DATA SUPPLIED:

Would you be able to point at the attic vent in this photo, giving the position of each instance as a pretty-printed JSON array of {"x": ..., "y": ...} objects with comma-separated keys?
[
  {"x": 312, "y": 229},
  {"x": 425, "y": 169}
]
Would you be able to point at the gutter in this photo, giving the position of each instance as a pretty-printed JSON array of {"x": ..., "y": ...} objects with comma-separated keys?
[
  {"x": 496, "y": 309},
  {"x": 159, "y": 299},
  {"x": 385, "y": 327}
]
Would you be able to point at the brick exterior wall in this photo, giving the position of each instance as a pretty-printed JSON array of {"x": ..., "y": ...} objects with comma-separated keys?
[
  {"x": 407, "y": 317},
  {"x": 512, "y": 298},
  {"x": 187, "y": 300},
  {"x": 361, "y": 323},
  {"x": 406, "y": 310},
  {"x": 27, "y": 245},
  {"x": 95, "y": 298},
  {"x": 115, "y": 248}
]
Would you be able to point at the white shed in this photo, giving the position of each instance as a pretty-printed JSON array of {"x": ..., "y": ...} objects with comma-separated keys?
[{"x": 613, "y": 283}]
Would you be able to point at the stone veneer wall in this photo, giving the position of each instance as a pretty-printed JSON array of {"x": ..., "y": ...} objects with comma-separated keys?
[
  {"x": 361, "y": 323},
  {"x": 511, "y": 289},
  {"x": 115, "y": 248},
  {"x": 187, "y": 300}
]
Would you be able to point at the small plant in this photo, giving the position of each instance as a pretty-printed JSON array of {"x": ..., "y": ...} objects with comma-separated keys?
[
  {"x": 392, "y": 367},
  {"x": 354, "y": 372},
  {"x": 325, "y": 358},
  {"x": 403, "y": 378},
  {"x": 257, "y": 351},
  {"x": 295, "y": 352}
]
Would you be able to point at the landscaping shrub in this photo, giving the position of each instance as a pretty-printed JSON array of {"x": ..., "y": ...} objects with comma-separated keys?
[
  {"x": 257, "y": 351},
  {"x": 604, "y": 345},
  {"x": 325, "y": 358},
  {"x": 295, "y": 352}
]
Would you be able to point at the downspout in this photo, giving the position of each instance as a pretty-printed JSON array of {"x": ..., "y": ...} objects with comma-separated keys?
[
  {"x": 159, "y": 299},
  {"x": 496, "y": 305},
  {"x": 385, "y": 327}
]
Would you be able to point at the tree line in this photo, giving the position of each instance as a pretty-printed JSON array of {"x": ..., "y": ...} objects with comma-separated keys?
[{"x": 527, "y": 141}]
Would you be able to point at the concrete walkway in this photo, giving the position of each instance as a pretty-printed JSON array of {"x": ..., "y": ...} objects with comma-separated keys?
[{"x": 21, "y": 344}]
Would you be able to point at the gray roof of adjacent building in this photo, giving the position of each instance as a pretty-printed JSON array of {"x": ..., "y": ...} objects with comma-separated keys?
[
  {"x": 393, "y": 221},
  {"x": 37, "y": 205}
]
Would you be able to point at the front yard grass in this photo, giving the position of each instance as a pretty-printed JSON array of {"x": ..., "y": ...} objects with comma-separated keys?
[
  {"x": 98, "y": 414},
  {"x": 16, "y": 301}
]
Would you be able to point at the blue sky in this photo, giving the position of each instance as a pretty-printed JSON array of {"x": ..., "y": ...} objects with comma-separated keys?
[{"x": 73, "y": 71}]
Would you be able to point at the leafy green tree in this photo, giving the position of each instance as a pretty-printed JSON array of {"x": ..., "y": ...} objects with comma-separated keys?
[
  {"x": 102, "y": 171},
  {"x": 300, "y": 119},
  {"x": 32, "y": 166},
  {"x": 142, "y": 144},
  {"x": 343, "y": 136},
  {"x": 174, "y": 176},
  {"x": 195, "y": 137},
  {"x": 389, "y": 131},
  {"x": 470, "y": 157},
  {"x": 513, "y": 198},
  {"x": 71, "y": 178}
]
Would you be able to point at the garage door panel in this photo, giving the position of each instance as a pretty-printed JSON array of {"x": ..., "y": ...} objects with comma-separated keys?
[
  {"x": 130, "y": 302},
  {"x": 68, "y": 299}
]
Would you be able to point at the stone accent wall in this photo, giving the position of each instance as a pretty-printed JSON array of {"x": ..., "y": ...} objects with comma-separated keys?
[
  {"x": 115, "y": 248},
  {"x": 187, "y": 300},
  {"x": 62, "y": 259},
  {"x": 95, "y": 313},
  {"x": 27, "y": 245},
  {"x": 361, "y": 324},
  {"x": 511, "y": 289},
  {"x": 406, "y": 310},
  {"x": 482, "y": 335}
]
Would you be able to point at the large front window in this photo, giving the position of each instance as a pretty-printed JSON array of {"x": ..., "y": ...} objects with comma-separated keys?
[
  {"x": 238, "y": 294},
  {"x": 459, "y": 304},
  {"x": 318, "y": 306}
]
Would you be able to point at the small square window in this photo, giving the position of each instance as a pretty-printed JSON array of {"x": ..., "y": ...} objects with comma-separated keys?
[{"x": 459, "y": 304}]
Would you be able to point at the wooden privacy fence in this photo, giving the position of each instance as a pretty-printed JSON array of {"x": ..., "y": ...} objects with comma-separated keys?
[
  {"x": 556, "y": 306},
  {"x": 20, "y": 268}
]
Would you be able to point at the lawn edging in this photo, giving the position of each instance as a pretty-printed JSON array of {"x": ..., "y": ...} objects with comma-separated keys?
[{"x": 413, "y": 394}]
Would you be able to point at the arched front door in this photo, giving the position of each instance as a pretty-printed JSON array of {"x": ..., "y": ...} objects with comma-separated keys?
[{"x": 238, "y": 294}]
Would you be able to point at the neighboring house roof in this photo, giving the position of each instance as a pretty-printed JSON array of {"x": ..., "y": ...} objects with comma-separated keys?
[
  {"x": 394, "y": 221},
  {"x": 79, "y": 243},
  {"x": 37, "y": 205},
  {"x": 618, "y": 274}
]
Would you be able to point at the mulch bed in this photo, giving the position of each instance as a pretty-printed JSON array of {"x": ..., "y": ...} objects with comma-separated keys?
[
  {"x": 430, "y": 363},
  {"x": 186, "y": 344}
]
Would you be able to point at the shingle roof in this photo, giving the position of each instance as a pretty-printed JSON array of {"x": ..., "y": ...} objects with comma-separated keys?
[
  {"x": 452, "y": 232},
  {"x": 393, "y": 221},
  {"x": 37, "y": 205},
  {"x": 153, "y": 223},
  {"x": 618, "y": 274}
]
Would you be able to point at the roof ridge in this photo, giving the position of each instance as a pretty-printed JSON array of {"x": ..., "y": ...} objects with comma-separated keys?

EXERCISE DESCRIPTION:
Transcribe the whole listing exactly.

REPLY:
Would you be able to point at the attic vent in this photo, giving the position of each instance as a pretty-printed JSON array of {"x": ..., "y": ...} objects with comma-separated keys?
[
  {"x": 312, "y": 229},
  {"x": 425, "y": 169}
]
Would you be able to point at the gutter in this photo, giving the position of each instance as a pretty-printed JSON array of {"x": ..., "y": ...} objects with comma-separated keys?
[
  {"x": 496, "y": 309},
  {"x": 159, "y": 299},
  {"x": 385, "y": 327}
]
Would you be able to point at the brick exterior wall in this photo, giving the position of each instance as a pretty-printed JSON array of {"x": ..., "y": ...} objects with comma-separated keys?
[
  {"x": 407, "y": 317},
  {"x": 512, "y": 298},
  {"x": 187, "y": 300},
  {"x": 361, "y": 323},
  {"x": 406, "y": 310},
  {"x": 27, "y": 245},
  {"x": 95, "y": 298},
  {"x": 115, "y": 248}
]
Would you be able to point at the white shed in this photo, giving the position of each instance as a pretty-printed JSON array of {"x": ..., "y": ...} objects with comma-separated keys?
[{"x": 613, "y": 283}]
Would you be able to point at the stone veneer wall in this photo, giving the position of each instance as a pretty-printed JSON array of {"x": ..., "y": ...} objects with comma-separated keys?
[
  {"x": 361, "y": 323},
  {"x": 511, "y": 289},
  {"x": 115, "y": 248},
  {"x": 187, "y": 300}
]
Would you be able to point at the small plant in this photo, giving the position of each instance as a pretty-printed JSON array of {"x": ..., "y": ...} objects with comma-separated keys?
[
  {"x": 392, "y": 367},
  {"x": 354, "y": 372},
  {"x": 325, "y": 358},
  {"x": 403, "y": 378},
  {"x": 257, "y": 351},
  {"x": 295, "y": 352}
]
Would you be able to point at the landscaping shrub in this photo, giving the position of each instance as a pretty-printed JSON array of {"x": ..., "y": ...} objects with comma-separated keys?
[
  {"x": 257, "y": 351},
  {"x": 604, "y": 345},
  {"x": 325, "y": 358},
  {"x": 295, "y": 352}
]
Would you be able to point at the downspout in this photo, giving the position of each instance as a pretty-printed JSON array of {"x": ..., "y": ...} objects with comma-separated keys?
[
  {"x": 159, "y": 299},
  {"x": 496, "y": 305},
  {"x": 385, "y": 327}
]
Would you be able to point at the tree line in this photo, giving the position of each instance as a pretty-printed JSON array of {"x": ..., "y": ...} objects with comma-separated keys?
[{"x": 527, "y": 141}]
Would you be able to point at the concrete walkway in this photo, giving the position of each instance as a pretty-printed JSON array of {"x": ..., "y": ...} objects with comma-separated keys?
[{"x": 21, "y": 344}]
Would you be able to point at the gray roof of adjacent building in this photo, giving the position of each instance as a pretty-printed JSON array of {"x": ..., "y": ...} objects with comma-separated keys?
[
  {"x": 393, "y": 221},
  {"x": 37, "y": 205}
]
Would you be able to point at the front yard grass in this photo, giving the position of each instance as a pretty-printed JSON array of {"x": ..., "y": ...} objects with comma-separated keys?
[
  {"x": 98, "y": 414},
  {"x": 16, "y": 301}
]
Would you be able to point at the blue sky in this photo, giving the position of each instance as a pretty-printed JSON array of {"x": ..., "y": ...} objects with comma-separated keys?
[{"x": 73, "y": 71}]
Would you be able to point at the leafy green tree in this photo, giving the position of each instance as a pretty-printed JSON array of {"x": ..., "y": ...} objects with comma-separated keys?
[
  {"x": 102, "y": 171},
  {"x": 300, "y": 119},
  {"x": 32, "y": 166},
  {"x": 142, "y": 144},
  {"x": 343, "y": 136},
  {"x": 174, "y": 176},
  {"x": 195, "y": 137},
  {"x": 389, "y": 131},
  {"x": 470, "y": 157},
  {"x": 513, "y": 198},
  {"x": 71, "y": 178}
]
Would you be able to point at the garage door panel in this photo, giving the position of each instance as a pretty-printed JSON array of {"x": ..., "y": ...} objects with comma-separated keys?
[
  {"x": 130, "y": 302},
  {"x": 68, "y": 299}
]
Would you be able to point at the stone accent wall in this photo, giving the position of each instance as a pretty-printed JSON array of {"x": ..., "y": ...} objects with comma-separated keys?
[
  {"x": 115, "y": 248},
  {"x": 187, "y": 300},
  {"x": 62, "y": 259},
  {"x": 95, "y": 313},
  {"x": 27, "y": 245},
  {"x": 361, "y": 324},
  {"x": 511, "y": 289},
  {"x": 406, "y": 310},
  {"x": 482, "y": 335}
]
Would you be able to point at the large front window in this photo, giving the position of each instance as a pretty-printed JSON array of {"x": ..., "y": ...} objects with comma-separated keys?
[
  {"x": 238, "y": 294},
  {"x": 459, "y": 304},
  {"x": 318, "y": 306}
]
Would you be able to point at the small square window in this photo, giving the position of each instance as a pretty-printed JSON array of {"x": ..., "y": ...} objects with comma-separated keys?
[{"x": 459, "y": 304}]
Would you be able to point at the wooden privacy fence in this photo, giving the position of each instance as a pretty-printed JSON array of {"x": ..., "y": ...} objects with comma-separated keys?
[
  {"x": 556, "y": 306},
  {"x": 20, "y": 268}
]
Would you be able to point at the lawn edging in this photo, giving the position of each instance as a pretty-printed JSON array of {"x": ..., "y": ...} objects with comma-separated keys?
[{"x": 413, "y": 394}]
Would you be able to point at the arched front door in this photo, giving the position of each instance as a pretty-printed JSON array of {"x": ..., "y": ...} objects with comma-separated keys?
[{"x": 238, "y": 294}]
Would you be able to point at the neighboring house roof in this photo, giving the position of each instance as a pretty-printed JSON array of {"x": ..., "y": ...} objects with comma-separated keys?
[
  {"x": 394, "y": 221},
  {"x": 79, "y": 243},
  {"x": 37, "y": 205},
  {"x": 618, "y": 274}
]
Would you be able to point at the mulch bed in this photo, giving the position of each instance as a pretty-printed JSON array of {"x": ..., "y": ...} objects with comma-separated keys?
[
  {"x": 430, "y": 363},
  {"x": 186, "y": 344}
]
Would you be able to point at the shingle roof in this photo, giving the position of each instance as a pretty-printed JSON array of {"x": ..., "y": ...} objects with comma-separated keys?
[
  {"x": 452, "y": 232},
  {"x": 393, "y": 221},
  {"x": 37, "y": 205},
  {"x": 153, "y": 223},
  {"x": 618, "y": 274}
]
Would you be able to point at the roof ridge in this photo, giving the position of each instance as a pretty-printed JSON array of {"x": ..., "y": ...} objects with comma-separated keys?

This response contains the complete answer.